Referring expression pointing data:
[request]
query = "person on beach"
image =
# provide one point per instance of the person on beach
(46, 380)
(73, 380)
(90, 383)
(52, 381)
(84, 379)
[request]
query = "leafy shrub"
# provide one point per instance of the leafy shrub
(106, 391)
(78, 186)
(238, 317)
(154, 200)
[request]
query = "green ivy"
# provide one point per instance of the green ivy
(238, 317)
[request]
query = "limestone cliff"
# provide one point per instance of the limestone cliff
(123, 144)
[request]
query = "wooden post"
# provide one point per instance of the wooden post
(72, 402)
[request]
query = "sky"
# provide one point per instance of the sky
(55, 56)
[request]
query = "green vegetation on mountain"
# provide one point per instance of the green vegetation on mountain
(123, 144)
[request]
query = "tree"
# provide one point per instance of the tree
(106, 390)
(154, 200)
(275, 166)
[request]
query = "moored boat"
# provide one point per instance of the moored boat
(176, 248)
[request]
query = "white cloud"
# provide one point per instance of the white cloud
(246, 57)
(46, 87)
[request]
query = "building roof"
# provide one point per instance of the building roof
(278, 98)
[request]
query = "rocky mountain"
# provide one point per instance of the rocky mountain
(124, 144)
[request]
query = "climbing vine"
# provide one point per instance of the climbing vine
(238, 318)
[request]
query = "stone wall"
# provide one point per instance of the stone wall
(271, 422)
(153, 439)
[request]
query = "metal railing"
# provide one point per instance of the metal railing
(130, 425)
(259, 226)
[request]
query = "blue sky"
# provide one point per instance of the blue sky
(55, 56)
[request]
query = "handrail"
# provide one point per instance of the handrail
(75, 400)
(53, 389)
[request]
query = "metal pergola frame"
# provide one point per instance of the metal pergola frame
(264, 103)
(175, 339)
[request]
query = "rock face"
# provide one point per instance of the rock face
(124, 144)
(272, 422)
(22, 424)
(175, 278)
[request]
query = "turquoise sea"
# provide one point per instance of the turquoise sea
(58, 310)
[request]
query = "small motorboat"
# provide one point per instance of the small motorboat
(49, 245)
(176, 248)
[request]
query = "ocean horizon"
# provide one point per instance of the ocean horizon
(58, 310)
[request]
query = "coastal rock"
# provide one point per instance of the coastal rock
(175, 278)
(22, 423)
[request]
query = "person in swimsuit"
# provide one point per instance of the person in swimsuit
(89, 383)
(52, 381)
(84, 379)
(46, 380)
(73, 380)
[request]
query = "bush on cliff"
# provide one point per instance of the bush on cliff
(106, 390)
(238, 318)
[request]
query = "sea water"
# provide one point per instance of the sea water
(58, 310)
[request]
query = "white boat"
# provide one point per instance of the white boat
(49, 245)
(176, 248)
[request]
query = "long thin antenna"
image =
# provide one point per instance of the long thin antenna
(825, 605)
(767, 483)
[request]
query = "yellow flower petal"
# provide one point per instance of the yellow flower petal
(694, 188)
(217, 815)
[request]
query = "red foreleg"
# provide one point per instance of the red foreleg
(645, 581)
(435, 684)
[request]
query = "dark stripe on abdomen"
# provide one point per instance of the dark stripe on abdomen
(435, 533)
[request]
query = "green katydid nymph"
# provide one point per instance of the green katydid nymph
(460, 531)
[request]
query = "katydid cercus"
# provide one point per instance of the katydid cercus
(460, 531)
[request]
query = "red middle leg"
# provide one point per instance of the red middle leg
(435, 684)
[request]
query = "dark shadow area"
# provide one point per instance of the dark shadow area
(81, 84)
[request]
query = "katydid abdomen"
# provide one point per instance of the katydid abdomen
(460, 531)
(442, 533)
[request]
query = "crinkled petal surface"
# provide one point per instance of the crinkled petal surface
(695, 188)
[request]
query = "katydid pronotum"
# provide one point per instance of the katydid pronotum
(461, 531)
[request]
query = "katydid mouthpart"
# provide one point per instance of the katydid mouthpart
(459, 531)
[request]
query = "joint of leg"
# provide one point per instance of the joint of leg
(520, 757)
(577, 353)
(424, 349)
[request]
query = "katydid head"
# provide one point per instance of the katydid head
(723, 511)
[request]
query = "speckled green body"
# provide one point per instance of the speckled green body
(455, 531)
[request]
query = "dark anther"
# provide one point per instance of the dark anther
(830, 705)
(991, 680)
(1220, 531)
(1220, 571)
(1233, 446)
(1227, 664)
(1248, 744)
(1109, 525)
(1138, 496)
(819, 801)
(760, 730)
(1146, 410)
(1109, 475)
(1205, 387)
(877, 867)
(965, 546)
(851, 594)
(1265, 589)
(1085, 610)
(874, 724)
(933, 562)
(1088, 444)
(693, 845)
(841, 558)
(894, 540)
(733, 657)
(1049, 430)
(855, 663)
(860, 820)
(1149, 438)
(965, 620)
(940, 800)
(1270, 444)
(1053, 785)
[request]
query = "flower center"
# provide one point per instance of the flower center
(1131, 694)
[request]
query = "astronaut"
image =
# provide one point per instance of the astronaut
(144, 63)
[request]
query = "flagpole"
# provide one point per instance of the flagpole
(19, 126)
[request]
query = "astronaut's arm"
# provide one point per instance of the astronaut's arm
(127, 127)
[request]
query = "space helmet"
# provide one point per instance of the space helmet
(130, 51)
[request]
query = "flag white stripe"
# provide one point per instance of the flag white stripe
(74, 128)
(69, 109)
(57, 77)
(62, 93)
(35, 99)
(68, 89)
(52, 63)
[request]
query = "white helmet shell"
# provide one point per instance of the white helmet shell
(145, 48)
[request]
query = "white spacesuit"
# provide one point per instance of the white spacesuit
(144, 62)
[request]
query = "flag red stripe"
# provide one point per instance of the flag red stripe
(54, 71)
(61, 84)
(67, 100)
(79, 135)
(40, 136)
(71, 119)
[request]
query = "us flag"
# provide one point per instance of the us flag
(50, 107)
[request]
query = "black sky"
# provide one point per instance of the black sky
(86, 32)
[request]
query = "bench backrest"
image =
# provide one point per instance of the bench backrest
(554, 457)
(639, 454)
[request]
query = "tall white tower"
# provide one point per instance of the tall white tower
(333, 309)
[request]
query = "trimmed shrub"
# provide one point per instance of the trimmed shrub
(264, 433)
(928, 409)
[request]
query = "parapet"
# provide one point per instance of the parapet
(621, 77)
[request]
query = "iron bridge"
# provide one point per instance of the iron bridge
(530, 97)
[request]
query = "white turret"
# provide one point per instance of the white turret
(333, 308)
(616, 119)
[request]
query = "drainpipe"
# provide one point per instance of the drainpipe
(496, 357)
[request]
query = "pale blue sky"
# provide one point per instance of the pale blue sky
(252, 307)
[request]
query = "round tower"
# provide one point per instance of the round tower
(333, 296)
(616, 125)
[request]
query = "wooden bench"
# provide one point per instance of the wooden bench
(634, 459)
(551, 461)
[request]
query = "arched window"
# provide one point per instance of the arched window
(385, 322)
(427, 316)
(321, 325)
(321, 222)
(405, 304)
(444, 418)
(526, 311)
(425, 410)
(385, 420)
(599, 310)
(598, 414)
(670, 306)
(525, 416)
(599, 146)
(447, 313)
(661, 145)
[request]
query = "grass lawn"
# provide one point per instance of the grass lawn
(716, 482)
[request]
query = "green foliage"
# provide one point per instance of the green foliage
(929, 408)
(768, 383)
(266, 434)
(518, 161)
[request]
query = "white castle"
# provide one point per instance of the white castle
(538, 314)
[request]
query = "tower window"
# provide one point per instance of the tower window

▶ WHAT YOU SHOULD DO:
Copy each of the records above so that nothing differs from the original.

▶ ANSWER TO THIS TASK:
[request]
query = "person on beach"
image =
# provide one point per instance of the person on beach
(46, 380)
(73, 380)
(90, 383)
(52, 381)
(84, 379)
[request]
query = "leafy shrub"
# provide one point per instance of the leafy shrub
(106, 391)
(78, 186)
(238, 317)
(154, 200)
[request]
query = "green ivy"
# provide one point per instance of the green ivy
(238, 317)
[request]
query = "limestone cliff"
# provide one point per instance of the limestone cliff
(123, 144)
[request]
query = "wooden post"
# provide one point per instance of the wooden post
(72, 402)
[request]
query = "sky"
# provide one point per instance of the sky
(55, 56)
[request]
query = "green vegetation on mountain"
# provide one point per instance of the green vegetation on mountain
(123, 144)
[request]
query = "tree"
# provide one point per instance of the tree
(106, 390)
(154, 200)
(275, 166)
[request]
query = "moored boat"
# provide one point per instance of the moored boat
(176, 248)
[request]
query = "white cloud"
# provide one point per instance of the white cloud
(246, 57)
(46, 87)
[request]
query = "building roof"
# provide one point per instance of the building roof
(278, 98)
[request]
query = "rocky mountain"
# provide one point per instance of the rocky mountain
(124, 144)
[request]
query = "climbing vine"
# provide one point per instance of the climbing vine
(238, 318)
[request]
query = "stone wall"
# provide one point per instance of the stone wall
(271, 422)
(153, 439)
[request]
query = "metal railing"
# provide one point per instance of the metal railing
(130, 425)
(259, 226)
[request]
query = "blue sky"
# provide one point per instance of the blue sky
(55, 56)
[request]
query = "handrail"
# provide one point per instance of the handrail
(75, 400)
(53, 389)
[request]
query = "metal pergola frame"
# provide one point per instance of the metal pergola frame
(264, 103)
(175, 339)
[request]
query = "rock face"
# provide one point per instance of the rock face
(124, 144)
(272, 422)
(22, 424)
(175, 278)
[request]
query = "turquoise sea"
# provide one point per instance of the turquoise sea
(58, 310)
[request]
query = "small motorboat"
# provide one point per instance of the small motorboat
(49, 245)
(176, 248)
[request]
query = "ocean horizon"
# provide one point per instance of the ocean horizon
(58, 310)
[request]
query = "coastal rock"
# provide one point per instance of the coastal rock
(175, 278)
(22, 423)
[request]
query = "person in swimsuit"
# provide one point per instance of the person in swimsuit
(89, 383)
(52, 381)
(84, 379)
(46, 380)
(73, 380)
[request]
query = "bush on cliff"
# provide one point per instance of the bush on cliff
(106, 390)
(238, 318)
[request]
query = "sea water"
# provide one point per instance of the sea water
(58, 310)
[request]
query = "white boat"
# provide one point per instance of the white boat
(49, 245)
(176, 248)
[request]
query = "long thin antenna"
image =
# provide one point per instance of the long thin antenna
(825, 605)
(767, 483)
[request]
query = "yellow flower petal"
# provide one point per instance of the yellow flower petal
(694, 188)
(217, 815)
[request]
query = "red foreleg"
# provide one point per instance of the red foreleg
(645, 581)
(435, 684)
[request]
query = "dark stripe on abdomen"
# provide one point per instance of the dark stripe on abdomen
(435, 533)
[request]
query = "green katydid nymph"
# provide one point per instance of the green katydid nymph
(460, 531)
[request]
query = "katydid cercus"
# provide one point per instance of the katydid cercus
(460, 531)
[request]
query = "red middle leg"
# provide one point per instance of the red middle leg
(435, 684)
[request]
query = "dark shadow area"
# provide one point per instance of the dark shadow area
(81, 84)
[request]
query = "katydid abdomen"
# provide one point per instance of the katydid abdomen
(460, 531)
(442, 533)
[request]
query = "crinkled petal surface"
# provide one point per instance of the crinkled petal surface
(695, 188)
[request]
query = "katydid pronotum"
# provide one point per instance of the katydid pronotum
(461, 531)
[request]
query = "katydid mouthpart"
# provide one point per instance of the katydid mouthpart
(459, 531)
[request]
query = "joint of leg"
# provide one point per instance of the joint of leg
(520, 757)
(577, 353)
(424, 349)
[request]
query = "katydid head"
# provide one point per instance of the katydid head
(723, 511)
[request]
query = "speckled green body"
# provide one point per instance of the speckled green body
(455, 531)
[request]
query = "dark anther"
# provide one point per instance of the dark anther
(830, 705)
(991, 680)
(1220, 531)
(1220, 571)
(1233, 446)
(1227, 664)
(1248, 744)
(1109, 525)
(1138, 496)
(819, 801)
(760, 730)
(1146, 410)
(1109, 475)
(1205, 387)
(877, 867)
(965, 546)
(851, 594)
(1265, 589)
(1085, 610)
(874, 724)
(933, 562)
(1088, 444)
(693, 845)
(841, 558)
(894, 540)
(733, 657)
(1049, 430)
(855, 663)
(860, 820)
(1149, 438)
(965, 620)
(940, 800)
(1270, 444)
(1053, 785)
[request]
query = "flower center"
# provide one point per instance of the flower center
(1131, 694)
[request]
query = "astronaut"
image =
# provide one point per instance of the astronaut
(144, 63)
[request]
query = "flagpole"
# provide one point per instance of the flagpole
(19, 126)
[request]
query = "astronaut's arm"
# provide one point per instance of the astronaut's arm
(127, 127)
[request]
query = "space helmet"
# provide one point per instance of the space helmet
(130, 51)
[request]
query = "flag white stripe"
# provide one point per instance of the flag white stripe
(74, 128)
(69, 109)
(57, 77)
(62, 93)
(35, 99)
(68, 89)
(52, 63)
[request]
query = "white helmet shell"
# provide one point per instance of the white helmet shell
(145, 48)
[request]
query = "white spacesuit"
# provide one point per instance of the white spacesuit
(144, 62)
[request]
query = "flag red stripe"
# provide one point per instance of the flag red stripe
(54, 71)
(61, 84)
(67, 100)
(79, 135)
(40, 136)
(71, 119)
[request]
query = "us flag"
# provide one point per instance of the us flag
(50, 107)
[request]
query = "black sky"
# provide one point per instance of the black sky
(86, 32)
[request]
query = "bench backrest"
image =
# provide one point per instance of the bench backrest
(554, 457)
(639, 454)
[request]
query = "tall white tower"
# provide one point per instance of the tall white tower
(333, 309)
[request]
query = "trimmed shrub"
# provide one point per instance of the trimmed shrub
(264, 433)
(928, 409)
[request]
query = "parapet"
# provide one point per instance of the parapet
(621, 77)
[request]
query = "iron bridge"
# provide one point per instance of the iron bridge
(530, 97)
[request]
query = "white turret"
# provide one point per instance of the white turret
(333, 308)
(616, 119)
[request]
query = "drainpipe"
# provide one point per instance of the drainpipe
(496, 357)
[request]
query = "pale blue sky"
# provide one point per instance of the pale blue sky
(252, 307)
[request]
query = "round tower"
# provide one point per instance of the round tower
(333, 296)
(616, 125)
[request]
query = "wooden bench"
# provide one point per instance of the wooden bench
(634, 459)
(551, 461)
[request]
query = "arched window"
# provide one point per instance of the arched window
(385, 322)
(427, 316)
(321, 325)
(321, 222)
(405, 304)
(444, 418)
(526, 311)
(425, 410)
(385, 420)
(599, 310)
(598, 414)
(670, 306)
(525, 416)
(599, 146)
(447, 313)
(661, 145)
[request]
query = "grass lawn"
# provide one point per instance of the grass lawn
(716, 482)
[request]
query = "green foliage"
# provide one point per instance of the green foliage
(929, 408)
(768, 383)
(266, 434)
(518, 161)
[request]
query = "white castle"
# provide one point per instance of the white castle
(538, 314)
[request]
query = "tower window"
# provide one point per instance of the tower window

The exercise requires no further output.